DOCUMENT EXTRACT
┌──

Simple facts regarding the New York Knicks and Phil Jackson:

#1. James Dolan, historically, has been a meddlesome owner.

#2. At this stage in his life, Phil Jackson – at 67 years of age – has zero need to work for a meddlesome owner.

#3. New York presently has only 2 players who would fit readily with a Phil Jackson coached team: i. Landry Fields; and, ii. Iman Shumpert; as solid, multidimensional, players.

#4. Specifically, Amare Stoudemire [i.e. as a Pick & Roll and Isolation Big, exclusively], Carmelo Anthony [i.e. as an Isolation Forward, exclusively], Tyson Chandler [i.e. Defensively-focused Center, exclusively], Jeremy Lin [i.e. as a defensively weak starting PG], JR Smith [i.e. as a Perimeter 'jacker', exclusively], and Baron Davis [i.e. as a defensively weak back-up PG] are the anti-thesis of what could be accurately described as “a good fit player for the Triangle Offense“, based on their individual skill sets.

└──

(Named object pointing records)
┌──

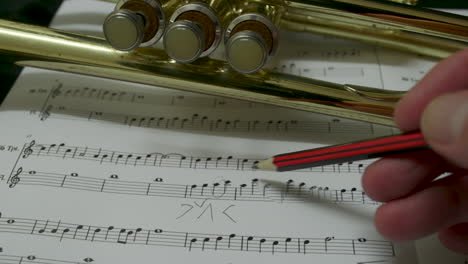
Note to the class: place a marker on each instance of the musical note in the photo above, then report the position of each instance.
(28, 150)
(34, 259)
(287, 192)
(15, 179)
(172, 160)
(276, 128)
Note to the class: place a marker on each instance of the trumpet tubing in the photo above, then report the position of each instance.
(250, 28)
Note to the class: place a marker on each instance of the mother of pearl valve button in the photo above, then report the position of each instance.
(246, 52)
(184, 41)
(124, 30)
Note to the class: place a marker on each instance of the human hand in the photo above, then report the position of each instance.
(415, 204)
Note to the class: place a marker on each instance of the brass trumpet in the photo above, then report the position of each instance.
(391, 24)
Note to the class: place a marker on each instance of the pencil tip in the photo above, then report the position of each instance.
(266, 165)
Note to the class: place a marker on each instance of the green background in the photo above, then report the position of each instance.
(41, 13)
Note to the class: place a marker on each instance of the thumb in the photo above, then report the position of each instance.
(444, 124)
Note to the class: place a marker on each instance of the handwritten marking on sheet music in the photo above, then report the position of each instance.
(170, 160)
(198, 241)
(196, 211)
(287, 192)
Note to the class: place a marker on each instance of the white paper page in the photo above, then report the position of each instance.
(109, 172)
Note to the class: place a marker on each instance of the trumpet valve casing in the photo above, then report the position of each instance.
(251, 40)
(194, 31)
(134, 23)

└──

PROBLEMS TO SOLVE
(A) Transcribe part of the Knicks and Phil Jackson piece. Begin at the words "#3. New York" and stop after "solid, multidimensional, players.".
(B) Name every player that the Knicks and Phil Jackson piece describes as the antithesis of a good fit for the Triangle Offense.
(C) Resume the Knicks and Phil Jackson piece after its last sentence.

OUTPUTS BY TASK
(A)
#3. New York presently has only 2 players who would fit readily with a Phil Jackson coached team: i. Landry Fields; and, ii. Iman Shumpert; as solid, multidimensional, players.

(B)
Amare Stoudemire
Carmelo Anthony
Tyson Chandler
Jeremy Lin
JR Smith
Baron Davis

(C)
#5. Although Mike D’Antoni has, indeed, done a poor job of dealing with the myriad egos on the Knicks, since Carmelo Anthony has returned to their active line-up … in no way should Phil Jackson – and the Triangle Offense – be seen as an elixir to their present [and future] ailments.

If New York Knicks actually want to hire a highly experienced NBA championship winning coach with a different mind-set than Mike D’Antoni, who has a history of working well with established veterans and would be a decent fit with their current roster they should think seriously about one of their own former coaches, i.e. Mr. Larry Brown.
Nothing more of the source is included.